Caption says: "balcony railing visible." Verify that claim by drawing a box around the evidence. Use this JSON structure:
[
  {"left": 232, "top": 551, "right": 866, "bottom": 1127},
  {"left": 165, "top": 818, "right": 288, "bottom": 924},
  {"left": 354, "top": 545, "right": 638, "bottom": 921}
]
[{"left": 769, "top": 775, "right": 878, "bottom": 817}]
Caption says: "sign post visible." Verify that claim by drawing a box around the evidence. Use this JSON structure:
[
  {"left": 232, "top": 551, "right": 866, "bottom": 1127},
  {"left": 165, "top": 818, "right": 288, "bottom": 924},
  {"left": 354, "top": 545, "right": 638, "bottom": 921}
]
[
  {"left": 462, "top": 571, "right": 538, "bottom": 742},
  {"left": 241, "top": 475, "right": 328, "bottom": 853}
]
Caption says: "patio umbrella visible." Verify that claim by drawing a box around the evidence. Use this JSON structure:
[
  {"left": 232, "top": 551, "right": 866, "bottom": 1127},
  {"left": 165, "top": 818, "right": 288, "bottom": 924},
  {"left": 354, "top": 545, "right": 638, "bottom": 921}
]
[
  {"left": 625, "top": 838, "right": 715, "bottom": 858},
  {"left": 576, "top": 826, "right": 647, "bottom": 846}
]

▸ The task:
Copy every one of the records above word for word, leaving nothing out.

▸ Task output:
Caption says: "balcony railing visible." Verify that claim by drawing a box around the evidence. Use this JSON structure:
[
  {"left": 232, "top": 551, "right": 866, "bottom": 1127},
  {"left": 165, "top": 818, "right": 288, "bottom": 924},
  {"left": 354, "top": 545, "right": 638, "bottom": 921}
]
[{"left": 769, "top": 775, "right": 878, "bottom": 817}]
Caption says: "sign post visible." Verify that claim by drawing a box around the evidence. Use this JSON structure:
[
  {"left": 232, "top": 551, "right": 866, "bottom": 1127},
  {"left": 165, "top": 818, "right": 288, "bottom": 924},
  {"left": 354, "top": 545, "right": 638, "bottom": 921}
]
[
  {"left": 462, "top": 571, "right": 538, "bottom": 742},
  {"left": 241, "top": 475, "right": 328, "bottom": 853}
]
Caption says: "patio umbrella visible." Verify that claim by drawing a box around the evidence. Use this JSON structure:
[
  {"left": 232, "top": 551, "right": 866, "bottom": 1127},
  {"left": 165, "top": 818, "right": 288, "bottom": 924},
  {"left": 354, "top": 545, "right": 638, "bottom": 921}
]
[
  {"left": 625, "top": 838, "right": 715, "bottom": 858},
  {"left": 576, "top": 826, "right": 647, "bottom": 846}
]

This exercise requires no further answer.